:: Input for this task ::
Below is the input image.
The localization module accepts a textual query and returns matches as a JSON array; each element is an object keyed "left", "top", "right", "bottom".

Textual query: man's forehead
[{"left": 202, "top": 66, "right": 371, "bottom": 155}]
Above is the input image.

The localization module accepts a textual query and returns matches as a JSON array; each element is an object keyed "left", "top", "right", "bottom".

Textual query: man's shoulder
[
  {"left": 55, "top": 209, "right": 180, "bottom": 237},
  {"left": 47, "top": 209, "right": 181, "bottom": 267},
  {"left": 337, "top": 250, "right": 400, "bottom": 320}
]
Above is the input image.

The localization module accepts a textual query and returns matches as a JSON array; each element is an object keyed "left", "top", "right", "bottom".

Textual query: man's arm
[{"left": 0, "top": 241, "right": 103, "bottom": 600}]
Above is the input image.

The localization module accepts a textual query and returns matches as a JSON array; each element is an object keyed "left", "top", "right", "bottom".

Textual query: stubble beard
:::
Task = Rewrite every item above in full, request text included, scaling each bounding-box coordinate in the answers by 1.9 and rounding it to a whole number, with halves rounded up.

Response to this exercise =
Below is the input image.
The localization module accepts a textual query and returns matches as a JSON array; each element is an object keyed "left", "top", "right", "bottom".

Textual query: man's forehead
[{"left": 384, "top": 125, "right": 705, "bottom": 295}]
Above is the input image.

The localization module accepts a textual query and returns matches as a JSON array; each element is an object keyed "left", "top", "right", "bottom".

Textual query: man's shoulder
[
  {"left": 105, "top": 397, "right": 342, "bottom": 450},
  {"left": 89, "top": 397, "right": 344, "bottom": 507},
  {"left": 640, "top": 475, "right": 760, "bottom": 608}
]
Above is the input image.

The localization module accepts a textual query and returns matches as a JSON array; each element is an object keyed "left", "top", "right", "bottom".

Textual query: man's arm
[{"left": 0, "top": 458, "right": 196, "bottom": 1140}]
Above is the input image.

The localization module accepts a textual query and returns matches as a JSON array; each element is an object keyed "left", "top", "right", "bottom".

Textual query: stubble beard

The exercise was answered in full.